Excerpted data:

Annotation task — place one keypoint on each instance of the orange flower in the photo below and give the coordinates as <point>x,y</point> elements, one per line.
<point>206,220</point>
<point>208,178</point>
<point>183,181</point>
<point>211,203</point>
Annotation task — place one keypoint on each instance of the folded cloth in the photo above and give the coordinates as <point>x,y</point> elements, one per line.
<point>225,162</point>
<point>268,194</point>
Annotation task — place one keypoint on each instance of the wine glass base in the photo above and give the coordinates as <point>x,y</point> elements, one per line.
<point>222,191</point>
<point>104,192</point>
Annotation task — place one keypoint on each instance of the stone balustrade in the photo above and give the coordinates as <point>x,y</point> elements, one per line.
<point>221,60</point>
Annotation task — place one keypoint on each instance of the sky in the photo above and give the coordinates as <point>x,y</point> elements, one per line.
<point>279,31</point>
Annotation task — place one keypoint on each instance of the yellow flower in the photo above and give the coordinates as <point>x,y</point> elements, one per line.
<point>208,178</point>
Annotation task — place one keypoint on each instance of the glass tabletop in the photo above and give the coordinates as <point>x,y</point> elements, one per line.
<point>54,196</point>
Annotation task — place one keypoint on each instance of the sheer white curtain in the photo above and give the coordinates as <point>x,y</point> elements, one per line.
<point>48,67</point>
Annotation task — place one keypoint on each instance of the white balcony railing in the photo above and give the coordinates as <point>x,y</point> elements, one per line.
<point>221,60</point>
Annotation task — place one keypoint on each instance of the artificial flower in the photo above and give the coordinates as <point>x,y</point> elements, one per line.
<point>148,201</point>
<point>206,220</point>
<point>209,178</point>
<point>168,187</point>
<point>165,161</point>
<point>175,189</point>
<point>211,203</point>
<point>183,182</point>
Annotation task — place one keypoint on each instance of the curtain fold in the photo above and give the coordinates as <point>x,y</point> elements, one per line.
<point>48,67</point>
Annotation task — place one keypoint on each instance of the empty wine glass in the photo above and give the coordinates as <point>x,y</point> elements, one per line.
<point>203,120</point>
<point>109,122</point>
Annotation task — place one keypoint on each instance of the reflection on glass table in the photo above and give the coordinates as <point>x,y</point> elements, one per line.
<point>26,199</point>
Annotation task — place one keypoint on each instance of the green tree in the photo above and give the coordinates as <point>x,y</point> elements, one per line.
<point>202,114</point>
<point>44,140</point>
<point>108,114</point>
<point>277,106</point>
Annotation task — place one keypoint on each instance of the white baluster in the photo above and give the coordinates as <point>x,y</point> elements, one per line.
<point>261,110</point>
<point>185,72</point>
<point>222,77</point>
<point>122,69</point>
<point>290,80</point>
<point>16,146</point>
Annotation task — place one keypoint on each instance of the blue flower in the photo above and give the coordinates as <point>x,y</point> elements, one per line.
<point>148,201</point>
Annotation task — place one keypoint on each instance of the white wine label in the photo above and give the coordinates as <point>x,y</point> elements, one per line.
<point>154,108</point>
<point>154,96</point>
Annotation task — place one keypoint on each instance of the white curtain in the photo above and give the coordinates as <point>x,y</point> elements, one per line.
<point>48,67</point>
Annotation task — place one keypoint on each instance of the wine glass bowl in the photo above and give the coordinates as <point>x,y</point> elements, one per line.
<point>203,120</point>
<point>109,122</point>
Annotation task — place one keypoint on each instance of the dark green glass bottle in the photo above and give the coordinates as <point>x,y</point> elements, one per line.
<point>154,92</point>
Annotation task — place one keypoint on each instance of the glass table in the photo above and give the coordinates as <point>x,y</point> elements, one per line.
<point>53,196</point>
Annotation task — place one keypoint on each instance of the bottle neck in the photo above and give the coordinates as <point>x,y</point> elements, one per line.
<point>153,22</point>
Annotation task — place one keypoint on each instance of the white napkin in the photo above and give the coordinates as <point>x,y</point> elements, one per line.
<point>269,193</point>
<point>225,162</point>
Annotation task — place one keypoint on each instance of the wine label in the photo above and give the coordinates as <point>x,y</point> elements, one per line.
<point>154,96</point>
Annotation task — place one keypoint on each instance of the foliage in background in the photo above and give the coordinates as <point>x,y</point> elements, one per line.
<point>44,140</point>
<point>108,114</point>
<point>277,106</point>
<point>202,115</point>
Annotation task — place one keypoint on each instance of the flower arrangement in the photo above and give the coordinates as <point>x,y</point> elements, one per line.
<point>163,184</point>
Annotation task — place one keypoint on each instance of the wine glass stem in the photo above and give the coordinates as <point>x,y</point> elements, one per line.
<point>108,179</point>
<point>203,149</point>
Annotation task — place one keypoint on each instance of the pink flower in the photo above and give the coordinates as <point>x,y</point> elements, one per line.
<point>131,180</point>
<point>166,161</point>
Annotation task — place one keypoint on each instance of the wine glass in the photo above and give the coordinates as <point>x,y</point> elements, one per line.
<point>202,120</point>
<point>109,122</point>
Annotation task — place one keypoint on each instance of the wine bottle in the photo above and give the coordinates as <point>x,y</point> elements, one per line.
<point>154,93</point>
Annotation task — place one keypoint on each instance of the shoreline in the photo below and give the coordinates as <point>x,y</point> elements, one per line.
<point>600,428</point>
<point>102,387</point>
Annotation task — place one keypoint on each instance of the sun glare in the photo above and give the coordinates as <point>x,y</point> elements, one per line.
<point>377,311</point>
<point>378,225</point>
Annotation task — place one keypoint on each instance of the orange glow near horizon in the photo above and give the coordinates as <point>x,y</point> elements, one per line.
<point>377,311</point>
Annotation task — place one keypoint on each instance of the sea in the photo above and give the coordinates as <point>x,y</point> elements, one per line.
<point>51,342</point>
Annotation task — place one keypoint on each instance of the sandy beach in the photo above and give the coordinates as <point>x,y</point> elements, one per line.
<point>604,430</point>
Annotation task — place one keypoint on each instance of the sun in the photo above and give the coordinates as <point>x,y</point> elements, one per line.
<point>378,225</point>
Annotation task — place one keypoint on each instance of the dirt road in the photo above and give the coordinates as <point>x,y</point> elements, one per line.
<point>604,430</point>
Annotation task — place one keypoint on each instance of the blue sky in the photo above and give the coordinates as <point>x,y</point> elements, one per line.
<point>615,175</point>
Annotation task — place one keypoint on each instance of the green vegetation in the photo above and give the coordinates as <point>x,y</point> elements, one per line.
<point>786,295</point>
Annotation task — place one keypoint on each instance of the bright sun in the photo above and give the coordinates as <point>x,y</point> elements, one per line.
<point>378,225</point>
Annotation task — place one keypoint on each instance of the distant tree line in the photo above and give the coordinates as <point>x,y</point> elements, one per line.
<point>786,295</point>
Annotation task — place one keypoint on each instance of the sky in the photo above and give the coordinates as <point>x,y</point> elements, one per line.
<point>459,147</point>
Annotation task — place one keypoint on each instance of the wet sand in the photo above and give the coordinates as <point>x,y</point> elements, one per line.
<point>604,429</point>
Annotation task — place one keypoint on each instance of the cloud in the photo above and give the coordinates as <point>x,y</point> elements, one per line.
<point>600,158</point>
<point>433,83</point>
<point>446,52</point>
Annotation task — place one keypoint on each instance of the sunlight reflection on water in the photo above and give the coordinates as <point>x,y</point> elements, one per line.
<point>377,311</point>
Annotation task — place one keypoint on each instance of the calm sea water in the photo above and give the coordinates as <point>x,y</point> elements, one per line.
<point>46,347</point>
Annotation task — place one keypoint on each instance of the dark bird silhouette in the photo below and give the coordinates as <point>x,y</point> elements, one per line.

What is needed:
Set out every line of the records above as a numbered list, omitting any blank lines.

Response to the exercise:
1. Annotation task — place one keypoint on each instance of the orange flower in the photo below and give the coordinates as <point>x,y</point> elements, one per line.
2. <point>206,220</point>
3. <point>208,178</point>
4. <point>183,181</point>
5. <point>211,203</point>
6. Annotation task — place one keypoint on each instance of the folded cloth in the photo above and give the coordinates as <point>x,y</point> elements, one per line.
7. <point>225,162</point>
8. <point>268,194</point>
9. Annotation task — place one keypoint on each instance of the wine glass base in the photo above and give the coordinates as <point>x,y</point> elements, one per line.
10. <point>222,191</point>
11. <point>104,192</point>
12. Annotation task — place one keypoint on each instance of the stone balustrade in the photo above and give the coordinates as <point>x,y</point> elements, one per line.
13. <point>221,60</point>
14. Annotation task — place one keypoint on each instance of the sky in the photo above and give the coordinates as <point>x,y</point> elements, one per line.
15. <point>279,31</point>
16. Annotation task — place one keypoint on each instance of the yellow flower in the photo above and give the coordinates as <point>x,y</point> elements, one per line.
17. <point>208,178</point>
18. Annotation task — place one keypoint on each instance of the glass tabletop in the photo above and give the coordinates as <point>x,y</point> elements, one per line.
19. <point>54,196</point>
20. Annotation task — place one keypoint on each instance of the sheer white curtain in the photo above and give the coordinates as <point>x,y</point> elements, one per line.
21. <point>48,67</point>
22. Annotation task — place one keypoint on each instance of the white balcony railing in the photo above and give the coordinates as <point>x,y</point> elements, one per line.
23. <point>221,60</point>
24. Annotation task — place one keypoint on each instance of the artificial flower in the photo above and give the coordinates as <point>x,y</point> elements, one per line.
25. <point>148,201</point>
26. <point>206,220</point>
27. <point>209,178</point>
28. <point>168,187</point>
29. <point>165,161</point>
30. <point>175,189</point>
31. <point>211,203</point>
32. <point>183,182</point>
33. Annotation task — place one keypoint on each instance of the curtain fold in the photo above and give the coordinates as <point>x,y</point> elements, one per line.
34. <point>48,67</point>
35. Annotation task — place one keypoint on each instance of the empty wine glass in the photo above and give the coordinates as <point>x,y</point> elements, one per line.
36. <point>203,120</point>
37. <point>109,122</point>
38. Annotation task — place one keypoint on each instance of the reflection on glass table in the photo above and give the coordinates as <point>x,y</point> elements, one per line.
39. <point>26,199</point>
40. Annotation task — place one keypoint on each instance of the green tree in the photo above and give the coordinates as <point>x,y</point> elements, one per line.
41. <point>202,114</point>
42. <point>44,140</point>
43. <point>108,114</point>
44. <point>277,106</point>
45. Annotation task — place one keypoint on each instance of the white baluster in the photo above and give the coordinates as <point>x,y</point> elements, one per line.
46. <point>261,110</point>
47. <point>185,72</point>
48. <point>222,77</point>
49. <point>122,69</point>
50. <point>290,80</point>
51. <point>16,146</point>
52. Annotation task — place one keypoint on each instance of the blue flower in the photo above and give the coordinates as <point>x,y</point> elements, one per line.
53. <point>148,201</point>
54. Annotation task — place one keypoint on each instance of the white wine label in the photo above and give the coordinates as <point>x,y</point> elements, one per line.
55. <point>154,108</point>
56. <point>154,96</point>
57. Annotation task — place one keypoint on each instance of the white curtain in the photo above and give the coordinates as <point>x,y</point> elements, one per line.
58. <point>48,67</point>
59. Annotation task — place one keypoint on each instance of the wine glass bowl in the photo above and give the coordinates as <point>x,y</point> elements, one per line.
60. <point>203,120</point>
61. <point>109,122</point>
62. Annotation task — place one keypoint on each instance of the dark green glass bottle in the photo above and give the coordinates as <point>x,y</point> elements, one per line.
63. <point>154,92</point>
64. Annotation task — place one keypoint on each instance of the glass table in the photo above and give the coordinates as <point>x,y</point> elements, one per line.
65. <point>53,196</point>
66. Annotation task — place one keypoint on each instance of the bottle neck in the photo above and give the coordinates as <point>x,y</point> elements, one per line.
67. <point>153,22</point>
68. Annotation task — place one keypoint on each instance of the white napkin in the photo above and give the coordinates as <point>x,y</point> elements, one per line.
69. <point>269,193</point>
70. <point>225,162</point>
71. Annotation task — place one keypoint on each instance of the wine label in the photo above and give the coordinates as <point>x,y</point> elements, one per line.
72. <point>154,96</point>
73. Annotation task — place one keypoint on each instance of the foliage in background in the photo above and give the coordinates as <point>x,y</point> elements, one per line.
74. <point>44,140</point>
75. <point>108,114</point>
76. <point>277,106</point>
77. <point>202,115</point>
78. Annotation task — place one keypoint on each instance of the flower arrangement in the photo above and give the coordinates as <point>x,y</point> elements, one per line.
79. <point>163,184</point>
80. Annotation task — place one keypoint on each instance of the wine glass stem in the photo above and give the coordinates as <point>x,y</point> elements, one per line.
81. <point>108,179</point>
82. <point>203,149</point>
83. Annotation task — place one keypoint on each instance of the pink flower in the photo above and give the coordinates as <point>x,y</point> elements, one per line.
84. <point>131,180</point>
85. <point>166,161</point>
86. Annotation task — place one keypoint on each instance of the wine glass in the photo above and give the coordinates as <point>x,y</point> elements, one per line.
87. <point>202,120</point>
88. <point>109,122</point>
89. Annotation task — place one keypoint on each instance of the wine bottle in the photo above and give the coordinates as <point>x,y</point> elements, one per line.
90. <point>154,93</point>
91. Annotation task — place one keypoint on each instance of the shoreline in the photo below and give the coordinates as <point>x,y</point> elements, one per line.
92. <point>600,428</point>
93. <point>102,387</point>
94. Annotation task — place one keypoint on each instance of the sun glare in the photo above and give the coordinates as <point>x,y</point> elements, one per line.
95. <point>377,311</point>
96. <point>378,225</point>
97. Annotation task — place one keypoint on each instance of the orange glow near horizon in the photo above and give the coordinates as <point>x,y</point> elements, one per line.
98. <point>377,311</point>
99. Annotation task — place one keypoint on each instance of the sea in the photo above and give the coordinates as <point>x,y</point> elements, one per line.
100. <point>51,342</point>
101. Annotation task — place one keypoint on each instance of the sandy beach in the photo above and give the coordinates as <point>x,y</point> elements, one per line.
102. <point>604,430</point>
103. Annotation task — place one keypoint on each instance of the sun in the photo above and give the coordinates as <point>x,y</point> elements, one per line.
104. <point>378,225</point>
105. Annotation task — place one keypoint on each instance of the dirt road in the photo above and give the coordinates as <point>x,y</point> elements, one per line.
106. <point>604,430</point>
107. Annotation task — place one keypoint on each instance of the blue sky in the photo above and give the coordinates as <point>x,y</point> elements, one per line.
108. <point>615,175</point>
109. Annotation task — place one keypoint on each instance of the green vegetation in the photo above and give the coordinates as <point>x,y</point> elements, one per line.
110. <point>786,295</point>
111. Annotation task — place one keypoint on each instance of the bright sun in the photo above and give the coordinates as <point>x,y</point> elements, one per line.
112. <point>378,225</point>
113. Annotation task — place one keypoint on each instance of the distant tree line in the photo above and give the coordinates as <point>x,y</point> elements, one per line.
114. <point>786,295</point>
115. Annotation task — place one keypoint on each instance of the sky in the photo above and give the coordinates as <point>x,y</point> elements, one per line.
116. <point>459,147</point>
117. Annotation task — place one keypoint on each instance of the wet sand in the photo above and give the coordinates as <point>x,y</point> elements, one per line.
118. <point>604,429</point>
119. Annotation task — place one keypoint on each instance of the cloud in the photo above and give the coordinates as <point>x,y</point> elements, one per line.
120. <point>600,158</point>
121. <point>433,83</point>
122. <point>446,52</point>
123. Annotation task — place one keypoint on each instance of the sunlight reflection on water in the photo above and give the coordinates as <point>x,y</point> elements, one per line.
124. <point>377,311</point>
125. Annotation task — place one keypoint on each instance of the calm sea water in the photo above and give the coordinates as <point>x,y</point> elements, one per line.
126. <point>46,347</point>
127. Annotation task — place one keypoint on each instance of the dark bird silhouette in the photo below and give the coordinates as <point>x,y</point> elements, one per line.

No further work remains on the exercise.